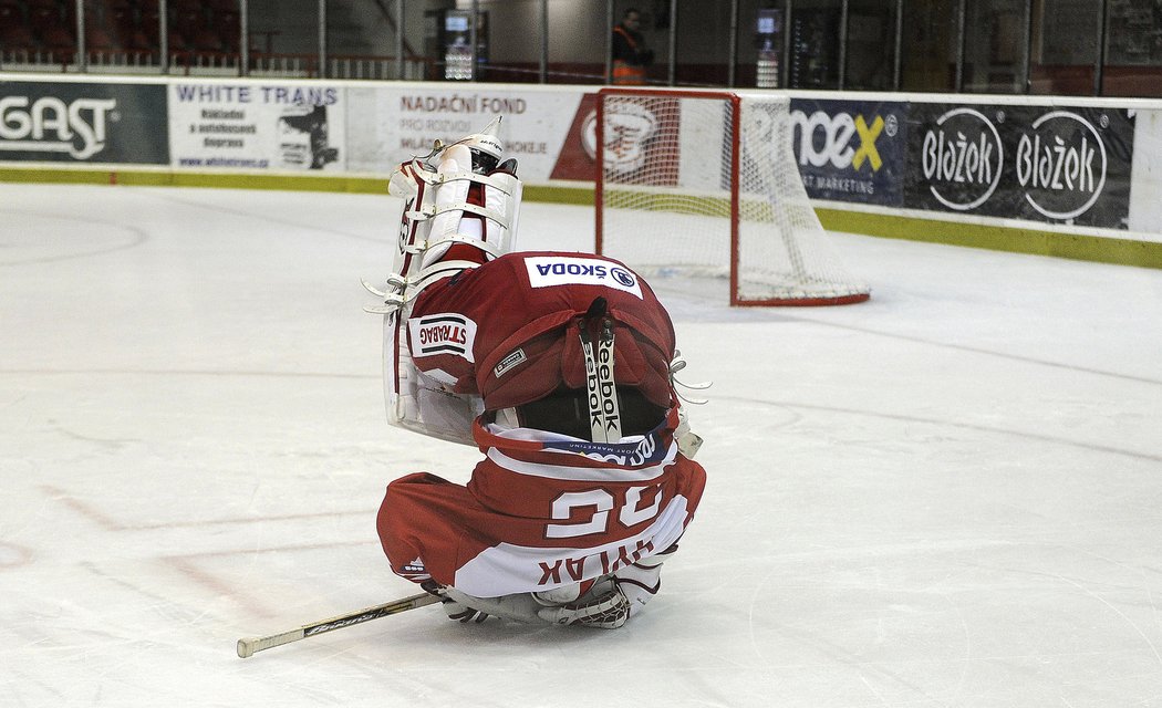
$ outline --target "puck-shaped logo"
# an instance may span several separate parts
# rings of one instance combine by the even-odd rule
[[[996,125],[981,111],[956,108],[924,135],[920,165],[932,196],[948,209],[969,211],[1000,183],[1004,145]]]

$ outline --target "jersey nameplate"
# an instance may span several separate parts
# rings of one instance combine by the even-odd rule
[[[475,363],[472,346],[476,341],[476,323],[456,312],[413,317],[408,320],[411,356],[451,354]]]
[[[537,255],[524,259],[524,265],[529,269],[529,284],[533,288],[602,286],[641,297],[638,276],[609,261]]]

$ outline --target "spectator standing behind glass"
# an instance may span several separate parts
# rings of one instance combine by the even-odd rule
[[[640,27],[641,13],[631,7],[614,28],[614,84],[618,86],[644,86],[646,67],[653,64],[653,50],[646,48]]]

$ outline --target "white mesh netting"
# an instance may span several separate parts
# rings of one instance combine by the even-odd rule
[[[731,277],[733,263],[734,304],[867,299],[808,200],[787,97],[603,89],[598,101],[603,254],[646,275]]]

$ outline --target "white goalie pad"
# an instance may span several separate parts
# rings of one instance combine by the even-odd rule
[[[432,156],[404,162],[392,174],[388,193],[404,200],[399,248],[385,291],[368,287],[383,297],[383,305],[366,308],[368,312],[383,315],[383,388],[388,422],[465,445],[474,445],[472,421],[483,412],[483,403],[479,396],[454,393],[454,382],[444,381],[439,373],[425,374],[416,368],[408,345],[407,323],[415,298],[424,288],[479,266],[474,261],[446,258],[454,244],[479,248],[485,260],[514,247],[521,181],[505,172],[503,165],[490,174],[474,172],[474,157],[480,153],[500,159],[497,128],[498,120],[482,133],[447,146],[437,144]],[[473,185],[480,187],[475,190],[476,196],[469,197]]]
[[[451,385],[421,371],[411,360],[407,322],[400,312],[383,318],[383,393],[387,421],[440,440],[475,446],[472,421],[485,412],[479,396],[454,393]]]

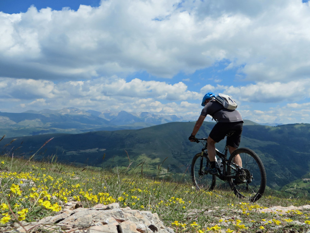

******

- _INSTRUCTIONS TO FOLLOW_
Display each line of the data that contains the word "target". Case counts.

- _WRITTEN REPLY_
$ outline --target "puck-shaped logo"
$ outline --target "jersey nameplate"
$ outline --target "spectator standing behind glass"
$ outline --target "white mesh netting"
$ outline --target "white goalie pad"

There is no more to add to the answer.